Listed entries Start Marker
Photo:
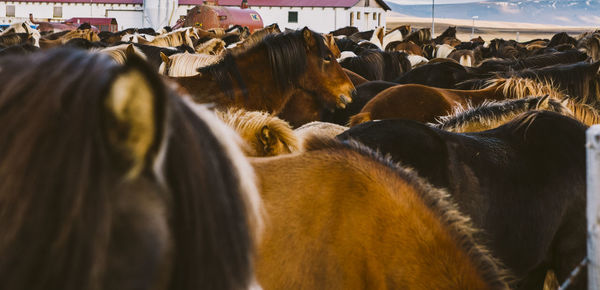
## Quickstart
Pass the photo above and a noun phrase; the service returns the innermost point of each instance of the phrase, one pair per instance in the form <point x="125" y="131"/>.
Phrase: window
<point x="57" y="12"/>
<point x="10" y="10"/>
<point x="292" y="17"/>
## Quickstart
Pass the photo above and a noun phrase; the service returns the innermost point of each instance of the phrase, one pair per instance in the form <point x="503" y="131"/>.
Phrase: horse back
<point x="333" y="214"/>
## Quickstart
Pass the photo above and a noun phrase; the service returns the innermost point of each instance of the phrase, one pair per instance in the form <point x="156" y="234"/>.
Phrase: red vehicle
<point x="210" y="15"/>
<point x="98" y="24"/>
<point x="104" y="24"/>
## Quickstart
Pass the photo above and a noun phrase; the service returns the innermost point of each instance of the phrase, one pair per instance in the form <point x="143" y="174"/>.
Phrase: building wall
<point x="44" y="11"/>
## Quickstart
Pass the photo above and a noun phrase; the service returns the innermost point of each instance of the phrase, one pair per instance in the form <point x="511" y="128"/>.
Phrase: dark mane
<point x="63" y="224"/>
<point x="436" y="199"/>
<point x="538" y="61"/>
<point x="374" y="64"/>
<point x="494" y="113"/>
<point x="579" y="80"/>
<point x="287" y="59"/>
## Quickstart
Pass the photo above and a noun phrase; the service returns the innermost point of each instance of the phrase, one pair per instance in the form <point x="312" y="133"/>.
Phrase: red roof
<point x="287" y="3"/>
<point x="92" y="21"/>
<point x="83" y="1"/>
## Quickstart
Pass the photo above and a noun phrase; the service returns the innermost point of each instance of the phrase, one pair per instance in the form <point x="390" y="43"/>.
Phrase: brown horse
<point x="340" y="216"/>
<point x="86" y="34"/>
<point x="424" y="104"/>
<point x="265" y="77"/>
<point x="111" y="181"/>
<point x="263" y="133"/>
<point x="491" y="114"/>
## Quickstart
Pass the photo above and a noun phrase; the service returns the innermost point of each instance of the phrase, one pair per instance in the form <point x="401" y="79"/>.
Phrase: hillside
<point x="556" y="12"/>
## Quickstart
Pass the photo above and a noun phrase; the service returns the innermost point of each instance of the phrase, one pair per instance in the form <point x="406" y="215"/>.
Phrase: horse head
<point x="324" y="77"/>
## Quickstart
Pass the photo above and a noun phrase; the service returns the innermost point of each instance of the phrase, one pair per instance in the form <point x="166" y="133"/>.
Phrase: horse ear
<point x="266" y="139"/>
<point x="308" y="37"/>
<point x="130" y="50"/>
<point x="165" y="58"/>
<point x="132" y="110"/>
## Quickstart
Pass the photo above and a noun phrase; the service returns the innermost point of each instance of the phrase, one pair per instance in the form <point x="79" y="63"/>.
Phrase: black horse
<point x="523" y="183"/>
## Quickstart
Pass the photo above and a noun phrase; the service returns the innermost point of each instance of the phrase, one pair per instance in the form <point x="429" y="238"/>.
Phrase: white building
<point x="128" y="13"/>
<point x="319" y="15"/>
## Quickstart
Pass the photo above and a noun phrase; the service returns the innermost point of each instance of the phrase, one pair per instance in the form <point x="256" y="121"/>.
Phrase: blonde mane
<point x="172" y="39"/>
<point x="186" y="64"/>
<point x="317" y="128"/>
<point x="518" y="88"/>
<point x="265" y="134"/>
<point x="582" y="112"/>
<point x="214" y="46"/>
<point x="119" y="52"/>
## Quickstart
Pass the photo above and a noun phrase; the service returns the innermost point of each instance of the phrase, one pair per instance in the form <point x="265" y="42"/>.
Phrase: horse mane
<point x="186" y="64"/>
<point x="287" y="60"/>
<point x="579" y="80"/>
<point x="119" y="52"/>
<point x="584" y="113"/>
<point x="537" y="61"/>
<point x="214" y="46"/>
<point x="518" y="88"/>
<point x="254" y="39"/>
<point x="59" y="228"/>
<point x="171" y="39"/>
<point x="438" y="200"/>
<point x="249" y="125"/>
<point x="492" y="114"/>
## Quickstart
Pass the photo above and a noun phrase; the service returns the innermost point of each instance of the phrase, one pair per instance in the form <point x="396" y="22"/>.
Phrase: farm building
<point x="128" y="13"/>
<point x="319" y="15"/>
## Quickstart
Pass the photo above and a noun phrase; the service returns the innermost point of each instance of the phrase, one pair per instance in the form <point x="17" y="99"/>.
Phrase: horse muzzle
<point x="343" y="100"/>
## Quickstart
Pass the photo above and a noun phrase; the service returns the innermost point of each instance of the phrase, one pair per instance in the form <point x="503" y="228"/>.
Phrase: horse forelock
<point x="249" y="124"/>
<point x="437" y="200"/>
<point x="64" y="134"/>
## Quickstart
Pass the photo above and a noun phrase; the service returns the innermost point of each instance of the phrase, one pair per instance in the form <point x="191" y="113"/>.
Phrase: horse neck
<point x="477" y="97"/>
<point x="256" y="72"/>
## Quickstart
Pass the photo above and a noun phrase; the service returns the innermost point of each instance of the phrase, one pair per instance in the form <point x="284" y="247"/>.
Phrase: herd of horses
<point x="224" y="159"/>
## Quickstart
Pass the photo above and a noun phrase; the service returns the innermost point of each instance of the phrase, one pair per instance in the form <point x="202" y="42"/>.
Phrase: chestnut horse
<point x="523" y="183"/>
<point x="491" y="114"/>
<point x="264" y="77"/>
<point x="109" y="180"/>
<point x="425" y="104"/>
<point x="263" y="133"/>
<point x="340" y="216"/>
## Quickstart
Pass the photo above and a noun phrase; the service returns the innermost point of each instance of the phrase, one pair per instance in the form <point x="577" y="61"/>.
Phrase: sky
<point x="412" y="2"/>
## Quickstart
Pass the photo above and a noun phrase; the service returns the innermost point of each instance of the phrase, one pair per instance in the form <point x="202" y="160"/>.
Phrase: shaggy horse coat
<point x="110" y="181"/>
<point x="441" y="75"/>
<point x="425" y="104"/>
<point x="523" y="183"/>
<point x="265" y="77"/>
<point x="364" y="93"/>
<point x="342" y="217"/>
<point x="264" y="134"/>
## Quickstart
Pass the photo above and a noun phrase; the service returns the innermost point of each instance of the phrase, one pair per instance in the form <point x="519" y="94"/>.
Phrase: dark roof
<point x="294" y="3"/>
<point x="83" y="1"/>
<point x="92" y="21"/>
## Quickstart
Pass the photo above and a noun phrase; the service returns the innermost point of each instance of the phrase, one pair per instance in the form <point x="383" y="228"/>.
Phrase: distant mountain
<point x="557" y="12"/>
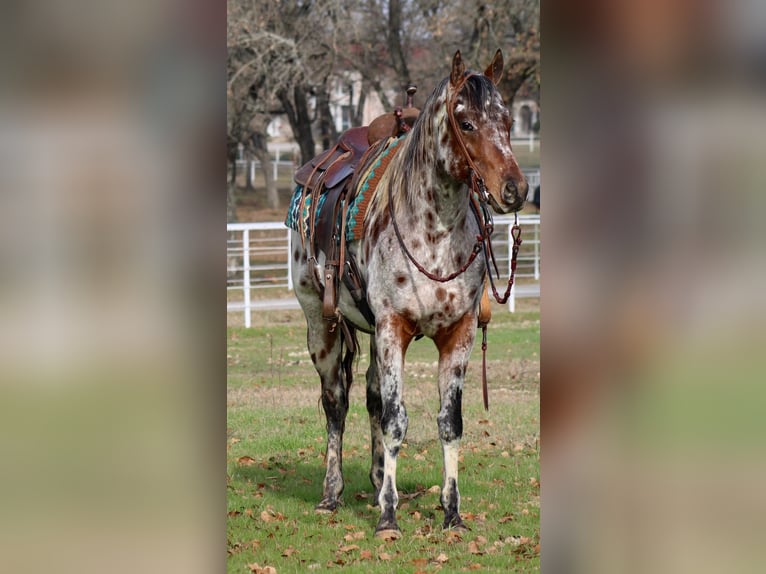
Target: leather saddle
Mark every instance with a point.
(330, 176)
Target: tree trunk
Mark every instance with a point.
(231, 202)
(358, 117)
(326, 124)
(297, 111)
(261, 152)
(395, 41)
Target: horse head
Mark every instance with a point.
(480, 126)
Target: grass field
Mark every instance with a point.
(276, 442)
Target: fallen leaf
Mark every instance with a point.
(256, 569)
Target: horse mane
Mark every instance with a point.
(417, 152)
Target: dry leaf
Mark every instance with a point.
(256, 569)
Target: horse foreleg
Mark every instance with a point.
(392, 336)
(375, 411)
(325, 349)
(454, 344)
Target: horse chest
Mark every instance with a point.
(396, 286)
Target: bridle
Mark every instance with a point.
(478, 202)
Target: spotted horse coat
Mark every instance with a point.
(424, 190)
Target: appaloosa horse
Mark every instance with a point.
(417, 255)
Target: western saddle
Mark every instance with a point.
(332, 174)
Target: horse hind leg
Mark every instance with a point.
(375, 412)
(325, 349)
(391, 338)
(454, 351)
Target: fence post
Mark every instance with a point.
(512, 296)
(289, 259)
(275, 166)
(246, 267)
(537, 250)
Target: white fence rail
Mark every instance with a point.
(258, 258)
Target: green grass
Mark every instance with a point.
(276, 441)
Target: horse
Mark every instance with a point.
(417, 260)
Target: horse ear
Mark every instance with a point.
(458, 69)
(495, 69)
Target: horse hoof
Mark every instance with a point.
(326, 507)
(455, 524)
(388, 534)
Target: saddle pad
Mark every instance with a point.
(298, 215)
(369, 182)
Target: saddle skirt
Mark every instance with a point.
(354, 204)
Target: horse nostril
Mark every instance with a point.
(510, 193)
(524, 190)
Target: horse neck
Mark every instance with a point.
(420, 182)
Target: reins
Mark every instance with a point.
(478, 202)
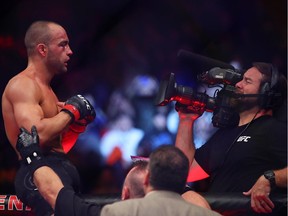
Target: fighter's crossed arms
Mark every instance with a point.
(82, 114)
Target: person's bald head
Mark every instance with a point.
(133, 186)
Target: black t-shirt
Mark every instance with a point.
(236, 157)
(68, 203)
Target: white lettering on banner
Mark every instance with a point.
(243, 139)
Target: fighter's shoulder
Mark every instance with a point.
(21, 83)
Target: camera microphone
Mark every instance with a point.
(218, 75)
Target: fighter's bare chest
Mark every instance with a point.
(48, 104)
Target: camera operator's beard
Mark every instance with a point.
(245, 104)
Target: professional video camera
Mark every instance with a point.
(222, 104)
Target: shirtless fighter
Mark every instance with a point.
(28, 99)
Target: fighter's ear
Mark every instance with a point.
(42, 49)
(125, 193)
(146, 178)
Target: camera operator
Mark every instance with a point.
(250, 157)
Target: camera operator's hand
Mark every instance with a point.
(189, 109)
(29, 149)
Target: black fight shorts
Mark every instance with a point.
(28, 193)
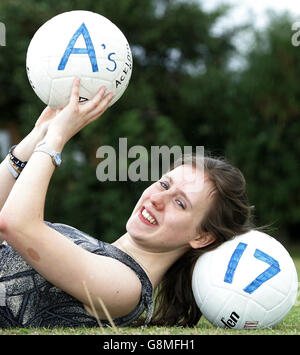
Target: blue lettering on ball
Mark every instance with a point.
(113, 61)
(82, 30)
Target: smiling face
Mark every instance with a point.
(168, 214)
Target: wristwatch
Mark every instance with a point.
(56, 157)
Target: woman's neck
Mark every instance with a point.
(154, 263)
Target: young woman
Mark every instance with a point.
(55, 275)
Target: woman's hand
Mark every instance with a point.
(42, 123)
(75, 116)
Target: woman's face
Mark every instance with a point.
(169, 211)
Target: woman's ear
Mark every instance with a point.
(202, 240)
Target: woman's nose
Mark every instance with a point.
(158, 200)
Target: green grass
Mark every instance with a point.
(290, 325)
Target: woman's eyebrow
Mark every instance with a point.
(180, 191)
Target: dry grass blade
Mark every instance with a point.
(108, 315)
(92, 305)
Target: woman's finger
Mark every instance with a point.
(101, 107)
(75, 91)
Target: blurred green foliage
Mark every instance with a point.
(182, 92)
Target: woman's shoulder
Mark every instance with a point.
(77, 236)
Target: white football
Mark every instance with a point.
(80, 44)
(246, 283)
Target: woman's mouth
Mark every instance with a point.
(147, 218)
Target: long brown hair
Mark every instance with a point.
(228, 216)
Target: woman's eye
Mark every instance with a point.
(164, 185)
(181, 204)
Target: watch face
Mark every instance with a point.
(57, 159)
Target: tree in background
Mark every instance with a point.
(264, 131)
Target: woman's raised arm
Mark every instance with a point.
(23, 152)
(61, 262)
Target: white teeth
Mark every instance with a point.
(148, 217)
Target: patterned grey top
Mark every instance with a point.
Listed entries End Marker
## How to complete this task:
Copy out every line in the entries above that holds "tree".

## Answer to this task:
Target: tree trunk
Target: tree in background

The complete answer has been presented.